TASK OBJECTIVE: Rewrite the records below with each "Each instance gets its own outline" changed to "Every instance receives a separate outline" and all other text kept identical. Omit the pictures from your version.

--- start of DATA EXTRACT ---

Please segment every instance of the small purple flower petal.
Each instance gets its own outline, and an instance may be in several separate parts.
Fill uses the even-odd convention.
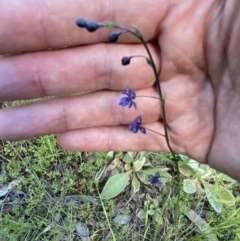
[[[132,106],[137,109],[136,103],[133,101],[133,99],[136,98],[136,93],[132,91],[129,87],[127,87],[127,90],[122,91],[124,95],[127,95],[127,97],[122,97],[120,99],[119,105],[121,106],[128,106],[128,108],[131,108]]]
[[[119,101],[119,105],[127,106],[129,104],[129,97],[122,97]]]
[[[133,133],[137,133],[138,131],[141,131],[143,134],[146,134],[146,129],[143,126],[141,126],[141,124],[142,124],[142,117],[139,116],[137,118],[137,121],[129,125],[129,130],[132,131]]]
[[[153,185],[161,186],[162,182],[159,180],[160,173],[156,172],[155,175],[148,175],[149,182]]]

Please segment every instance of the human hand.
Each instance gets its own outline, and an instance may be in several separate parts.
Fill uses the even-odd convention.
[[[111,29],[88,33],[74,24],[79,16],[112,20],[138,26],[159,68],[161,48],[174,151],[240,179],[237,1],[37,2],[0,3],[0,53],[22,53],[0,59],[0,101],[56,97],[1,110],[1,138],[59,133],[59,144],[70,150],[168,151],[163,137],[126,126],[141,115],[144,126],[163,133],[159,101],[137,98],[137,110],[118,105],[126,86],[157,95],[143,59],[121,65],[123,56],[145,55],[144,48],[132,36],[110,44]]]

--- end of DATA EXTRACT ---

SOLUTION TO THIS EXERCISE:
Please segment every instance of the small purple flower petal.
Every instance receives a separate outline, and an instance may be in several separate parts.
Fill uses the even-odd convention.
[[[132,106],[137,109],[136,103],[133,101],[133,99],[136,98],[136,93],[132,91],[129,87],[127,87],[127,90],[122,91],[124,95],[127,95],[127,97],[122,97],[120,99],[119,105],[121,106],[128,106],[128,108],[131,108]]]
[[[119,101],[119,105],[127,106],[129,104],[129,97],[122,97]]]
[[[133,133],[137,133],[138,131],[141,131],[143,134],[146,134],[146,129],[143,126],[141,126],[141,124],[142,124],[142,117],[139,116],[137,118],[137,121],[129,125],[129,130],[132,131]]]
[[[153,185],[161,186],[162,182],[159,180],[160,173],[156,172],[155,175],[148,175],[149,182]]]

Please segment every instance of the human hand.
Every instance receives a separate outline, and an instance may be in several separate parts.
Fill uses the even-odd convention.
[[[111,29],[88,33],[74,24],[79,16],[112,20],[138,26],[159,68],[161,48],[174,151],[240,179],[237,1],[37,2],[0,3],[0,53],[22,53],[0,59],[0,101],[56,97],[1,110],[1,138],[59,133],[59,144],[70,150],[168,151],[163,137],[126,126],[141,115],[144,126],[163,133],[159,101],[137,98],[137,110],[118,105],[126,86],[157,95],[143,59],[121,65],[123,56],[145,55],[144,48],[132,36],[110,44]]]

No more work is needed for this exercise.